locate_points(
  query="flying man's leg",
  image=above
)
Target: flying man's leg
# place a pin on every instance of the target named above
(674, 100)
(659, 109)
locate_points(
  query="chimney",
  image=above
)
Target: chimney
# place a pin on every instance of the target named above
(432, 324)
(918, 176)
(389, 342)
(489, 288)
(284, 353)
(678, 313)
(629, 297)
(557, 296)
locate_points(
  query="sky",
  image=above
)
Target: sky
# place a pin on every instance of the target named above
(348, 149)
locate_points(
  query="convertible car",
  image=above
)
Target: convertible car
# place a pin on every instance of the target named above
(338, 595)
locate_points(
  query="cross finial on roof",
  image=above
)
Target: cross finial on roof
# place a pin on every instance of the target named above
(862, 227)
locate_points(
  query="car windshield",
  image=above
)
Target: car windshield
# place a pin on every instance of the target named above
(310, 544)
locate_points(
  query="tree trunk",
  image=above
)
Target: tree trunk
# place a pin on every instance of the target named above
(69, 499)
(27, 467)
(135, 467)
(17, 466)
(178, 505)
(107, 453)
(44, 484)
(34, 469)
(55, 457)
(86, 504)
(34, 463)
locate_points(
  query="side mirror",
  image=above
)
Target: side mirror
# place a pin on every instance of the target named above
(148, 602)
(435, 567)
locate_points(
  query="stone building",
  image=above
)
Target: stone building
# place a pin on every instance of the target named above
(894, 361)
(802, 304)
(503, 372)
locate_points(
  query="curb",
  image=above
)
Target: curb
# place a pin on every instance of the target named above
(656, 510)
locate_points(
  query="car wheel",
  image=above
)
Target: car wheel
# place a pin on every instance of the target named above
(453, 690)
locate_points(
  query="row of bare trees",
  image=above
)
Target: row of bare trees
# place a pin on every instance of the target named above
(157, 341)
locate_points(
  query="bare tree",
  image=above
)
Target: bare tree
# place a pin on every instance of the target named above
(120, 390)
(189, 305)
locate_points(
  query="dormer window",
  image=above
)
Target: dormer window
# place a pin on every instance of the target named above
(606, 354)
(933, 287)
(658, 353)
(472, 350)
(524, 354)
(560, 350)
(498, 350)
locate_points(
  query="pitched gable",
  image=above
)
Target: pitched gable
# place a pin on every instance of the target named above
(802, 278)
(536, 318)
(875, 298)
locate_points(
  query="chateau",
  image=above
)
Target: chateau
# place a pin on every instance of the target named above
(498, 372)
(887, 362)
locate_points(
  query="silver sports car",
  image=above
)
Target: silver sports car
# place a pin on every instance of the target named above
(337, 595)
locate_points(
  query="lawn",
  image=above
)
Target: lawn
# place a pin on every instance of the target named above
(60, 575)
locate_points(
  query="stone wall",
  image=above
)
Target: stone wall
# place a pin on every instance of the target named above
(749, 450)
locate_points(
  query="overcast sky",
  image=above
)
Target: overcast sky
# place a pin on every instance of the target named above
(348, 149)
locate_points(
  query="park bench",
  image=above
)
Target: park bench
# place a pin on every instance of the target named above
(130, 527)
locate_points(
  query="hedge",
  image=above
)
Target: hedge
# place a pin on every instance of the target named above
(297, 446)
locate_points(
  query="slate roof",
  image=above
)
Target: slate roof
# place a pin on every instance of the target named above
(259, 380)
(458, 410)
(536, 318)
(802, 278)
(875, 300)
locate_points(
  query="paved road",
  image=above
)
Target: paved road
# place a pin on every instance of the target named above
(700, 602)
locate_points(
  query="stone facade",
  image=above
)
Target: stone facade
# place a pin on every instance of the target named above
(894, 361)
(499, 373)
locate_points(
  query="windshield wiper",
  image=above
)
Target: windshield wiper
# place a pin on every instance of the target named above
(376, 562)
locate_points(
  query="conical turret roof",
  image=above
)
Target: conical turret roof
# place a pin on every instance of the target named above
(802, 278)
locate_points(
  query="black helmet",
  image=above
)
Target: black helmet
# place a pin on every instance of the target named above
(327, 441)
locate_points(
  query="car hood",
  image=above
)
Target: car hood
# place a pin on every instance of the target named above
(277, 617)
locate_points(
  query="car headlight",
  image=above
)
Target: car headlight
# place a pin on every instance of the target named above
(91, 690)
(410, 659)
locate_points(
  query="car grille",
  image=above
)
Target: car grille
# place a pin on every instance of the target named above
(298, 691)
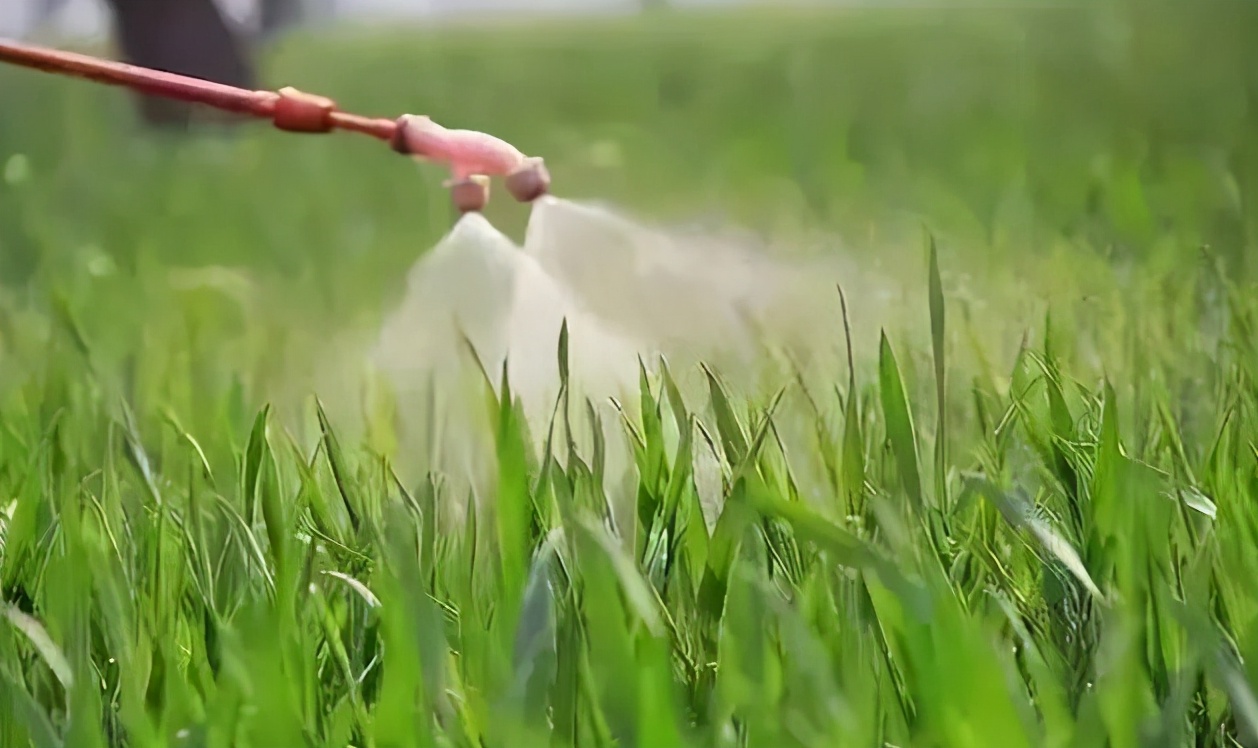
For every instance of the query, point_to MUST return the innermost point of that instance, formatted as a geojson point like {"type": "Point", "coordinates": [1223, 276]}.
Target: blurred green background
{"type": "Point", "coordinates": [152, 289]}
{"type": "Point", "coordinates": [1124, 125]}
{"type": "Point", "coordinates": [1059, 152]}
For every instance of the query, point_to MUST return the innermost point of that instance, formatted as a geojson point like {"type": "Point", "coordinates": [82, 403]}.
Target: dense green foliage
{"type": "Point", "coordinates": [1067, 558]}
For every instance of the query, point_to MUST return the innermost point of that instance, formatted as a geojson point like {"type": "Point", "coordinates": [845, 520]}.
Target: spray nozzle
{"type": "Point", "coordinates": [472, 156]}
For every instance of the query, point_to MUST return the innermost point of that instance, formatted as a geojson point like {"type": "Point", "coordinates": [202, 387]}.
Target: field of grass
{"type": "Point", "coordinates": [1056, 550]}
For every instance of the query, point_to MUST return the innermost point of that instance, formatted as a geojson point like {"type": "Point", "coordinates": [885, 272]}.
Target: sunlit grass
{"type": "Point", "coordinates": [1051, 550]}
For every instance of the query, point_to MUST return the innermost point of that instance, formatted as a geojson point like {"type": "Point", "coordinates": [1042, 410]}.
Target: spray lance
{"type": "Point", "coordinates": [472, 157]}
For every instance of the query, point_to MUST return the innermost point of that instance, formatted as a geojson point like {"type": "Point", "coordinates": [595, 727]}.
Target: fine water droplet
{"type": "Point", "coordinates": [16, 169]}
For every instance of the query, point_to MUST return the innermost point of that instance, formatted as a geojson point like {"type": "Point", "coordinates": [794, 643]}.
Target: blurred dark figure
{"type": "Point", "coordinates": [278, 15]}
{"type": "Point", "coordinates": [185, 37]}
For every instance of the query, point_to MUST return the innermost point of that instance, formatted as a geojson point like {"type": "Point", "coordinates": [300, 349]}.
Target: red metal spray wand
{"type": "Point", "coordinates": [471, 156]}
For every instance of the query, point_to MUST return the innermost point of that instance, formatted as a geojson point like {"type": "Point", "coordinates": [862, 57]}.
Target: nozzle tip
{"type": "Point", "coordinates": [471, 195]}
{"type": "Point", "coordinates": [530, 181]}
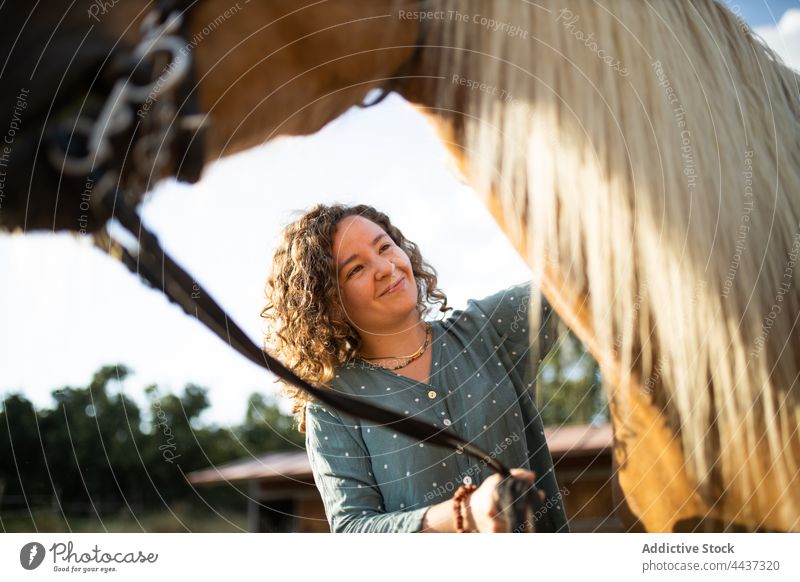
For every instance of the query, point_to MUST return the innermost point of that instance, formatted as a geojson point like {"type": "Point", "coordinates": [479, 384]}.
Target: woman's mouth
{"type": "Point", "coordinates": [400, 283]}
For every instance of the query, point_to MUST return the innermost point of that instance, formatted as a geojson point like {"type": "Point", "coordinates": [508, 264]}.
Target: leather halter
{"type": "Point", "coordinates": [142, 119]}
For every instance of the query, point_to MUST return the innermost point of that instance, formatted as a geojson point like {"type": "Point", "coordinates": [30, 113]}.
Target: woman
{"type": "Point", "coordinates": [346, 301]}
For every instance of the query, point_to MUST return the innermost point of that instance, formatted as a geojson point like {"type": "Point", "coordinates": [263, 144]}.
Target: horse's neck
{"type": "Point", "coordinates": [282, 68]}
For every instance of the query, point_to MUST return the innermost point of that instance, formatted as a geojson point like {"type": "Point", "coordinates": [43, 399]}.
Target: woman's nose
{"type": "Point", "coordinates": [387, 267]}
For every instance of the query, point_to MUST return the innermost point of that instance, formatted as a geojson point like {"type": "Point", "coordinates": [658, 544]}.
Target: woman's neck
{"type": "Point", "coordinates": [405, 340]}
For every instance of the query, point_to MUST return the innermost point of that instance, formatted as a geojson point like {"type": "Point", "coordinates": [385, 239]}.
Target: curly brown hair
{"type": "Point", "coordinates": [307, 328]}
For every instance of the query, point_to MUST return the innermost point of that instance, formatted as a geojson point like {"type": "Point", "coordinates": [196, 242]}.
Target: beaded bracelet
{"type": "Point", "coordinates": [458, 499]}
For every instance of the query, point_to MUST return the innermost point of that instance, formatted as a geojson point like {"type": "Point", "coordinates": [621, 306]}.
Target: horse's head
{"type": "Point", "coordinates": [258, 70]}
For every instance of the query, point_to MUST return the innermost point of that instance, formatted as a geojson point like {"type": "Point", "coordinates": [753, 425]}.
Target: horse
{"type": "Point", "coordinates": [643, 159]}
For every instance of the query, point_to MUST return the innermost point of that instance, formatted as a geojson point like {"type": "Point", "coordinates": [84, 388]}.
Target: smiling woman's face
{"type": "Point", "coordinates": [375, 278]}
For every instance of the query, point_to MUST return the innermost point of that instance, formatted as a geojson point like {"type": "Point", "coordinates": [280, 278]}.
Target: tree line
{"type": "Point", "coordinates": [96, 452]}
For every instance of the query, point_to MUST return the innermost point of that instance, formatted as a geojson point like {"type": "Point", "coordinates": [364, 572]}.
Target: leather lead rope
{"type": "Point", "coordinates": [149, 260]}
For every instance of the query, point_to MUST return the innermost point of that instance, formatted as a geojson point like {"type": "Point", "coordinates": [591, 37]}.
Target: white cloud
{"type": "Point", "coordinates": [784, 37]}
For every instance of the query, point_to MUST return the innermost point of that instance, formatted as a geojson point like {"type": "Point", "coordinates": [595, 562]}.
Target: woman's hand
{"type": "Point", "coordinates": [481, 508]}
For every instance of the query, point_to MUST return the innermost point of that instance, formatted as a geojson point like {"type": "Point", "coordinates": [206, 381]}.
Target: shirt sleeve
{"type": "Point", "coordinates": [343, 474]}
{"type": "Point", "coordinates": [507, 312]}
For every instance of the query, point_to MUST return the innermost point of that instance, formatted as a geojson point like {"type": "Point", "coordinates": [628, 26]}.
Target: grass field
{"type": "Point", "coordinates": [178, 518]}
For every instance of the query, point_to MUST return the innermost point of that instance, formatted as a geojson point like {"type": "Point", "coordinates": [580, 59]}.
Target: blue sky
{"type": "Point", "coordinates": [66, 309]}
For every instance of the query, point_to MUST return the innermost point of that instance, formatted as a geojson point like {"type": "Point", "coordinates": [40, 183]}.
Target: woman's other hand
{"type": "Point", "coordinates": [482, 511]}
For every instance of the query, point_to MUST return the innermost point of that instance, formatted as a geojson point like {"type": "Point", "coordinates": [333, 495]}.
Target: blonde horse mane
{"type": "Point", "coordinates": [650, 151]}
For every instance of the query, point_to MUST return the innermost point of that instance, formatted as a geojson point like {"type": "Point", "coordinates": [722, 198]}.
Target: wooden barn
{"type": "Point", "coordinates": [284, 498]}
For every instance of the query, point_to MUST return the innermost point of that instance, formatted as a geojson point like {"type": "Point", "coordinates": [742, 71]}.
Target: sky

****************************************

## What the task asks:
Beginning with the first line of the listing above, print each line exactly until you have printed the line that contains "Target: bare tree".

## Answer:
locate_points(
  query="flying man's leg",
  image=above
)
Target: flying man's leg
# place a pin on every instance of the target named above
(674, 100)
(659, 109)
locate_points(
  query="chimney",
  image=above
)
Target: chimney
# place a pin on every instance of the target named above
(432, 324)
(918, 176)
(389, 342)
(489, 288)
(284, 353)
(678, 313)
(629, 297)
(557, 296)
locate_points(
  query="sky",
  image=above
)
Target: sky
# place a pin on every instance of the target named above
(348, 149)
locate_points(
  query="convertible car",
  image=above
)
Target: convertible car
# place a pin on every instance of the target named above
(338, 595)
locate_points(
  query="cross finial on roof",
  image=above
)
Target: cross finial on roof
# place a pin on every instance of the target named above
(862, 227)
locate_points(
  query="car windshield",
  image=above
)
Target: car windshield
# place a pin on every instance of the target named above
(310, 544)
locate_points(
  query="tree trunk",
  image=above
)
Target: tree trunk
# place a pin on every instance of the target named above
(69, 499)
(27, 467)
(135, 467)
(17, 466)
(178, 505)
(107, 453)
(44, 484)
(34, 469)
(55, 457)
(86, 504)
(34, 463)
locate_points(
  query="side mirror",
  image=above
)
Target: side mirror
# place a pin on every instance of the target named above
(148, 602)
(435, 567)
locate_points(
  query="stone building",
  image=above
)
Target: stone building
# place a pin on every instance of the target named above
(894, 361)
(802, 304)
(503, 372)
locate_points(
  query="curb",
  image=above
)
Target: curb
# place a pin on every instance of the target named above
(656, 510)
locate_points(
  query="car wheel",
  image=above
)
Target: car wheel
# place a pin on every instance of the target named above
(453, 690)
locate_points(
  query="row of bare trees",
  image=above
)
Target: row of bare trees
# place a pin on every instance of the target named above
(157, 341)
locate_points(
  query="bare tree",
  image=above
)
Target: bare tree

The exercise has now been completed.